**Selected extract:**
****************
2015-09-01 Thread Steven D'Aprano
On Tue, 1 Sep 2015 03:48 am, Mahan Marwat wrote:

>> Python programs *could* easily be compiled the same way, but it generally
>> hasn't been considered all that useful.
> 
> If it hasn't been considered all that useful, then why the tools like
> cx_freeze, pytoexe are doing very hard! And if it is really easy, then why
> cx_freeze, pytoexe developer are doing it in such a rubbish way instead of
> creating one (compiler)?

I believe that Marko is wrong. It is not so easy to compile Python to
machine language for real machines. That's why the compiler targets a
virtual machine instead.

Let's take the simple case of adding two numbers:

x + y

With a real machine, this will probably compile down to a handful of
assembly language statements. But, x will have to be an integer of a
certain type, say, 32 bits, and y likewise will also have to be the same
size. And what happens if the addition overflows? Some machines may
overflow to a negative value, some might return the largest positive value.

Python addition does not do that. With Python, it doesn't matter whether x
and y are the same size, or different. In fact, Python integers are BigNums
which support numbers as big as you like, limited only by the amount of
memory. Or they could be floats, complex numbers, or fractions. Or x might
be a string, and y a list, and the + operator has to safely raise an
exception, not dump core, or worse.
****************
**What needs to be done:**
Write out the passage of the post on compiling Python word for word, starting with "With a real" and going on through "largest positive value.".

**Data segment:**
****************
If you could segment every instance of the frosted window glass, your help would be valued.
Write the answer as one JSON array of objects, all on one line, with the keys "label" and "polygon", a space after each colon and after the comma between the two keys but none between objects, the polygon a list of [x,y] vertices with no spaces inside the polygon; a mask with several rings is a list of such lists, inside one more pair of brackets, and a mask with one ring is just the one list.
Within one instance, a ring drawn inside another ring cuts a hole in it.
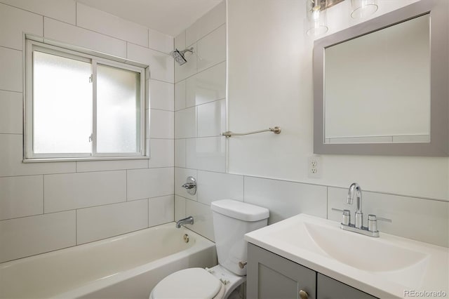
[{"label": "frosted window glass", "polygon": [[98,65],[98,152],[140,151],[140,73]]},{"label": "frosted window glass", "polygon": [[91,64],[33,52],[35,153],[90,153]]}]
****************
**Solved exercise:**
With a real machine, this will probably compile down to a handful of
assembly language statements. But, x will have to be an integer of a
certain type, say, 32 bits, and y likewise will also have to be the same
size. And what happens if the addition overflows? Some machines may
overflow to a negative value, some might return the largest positive value.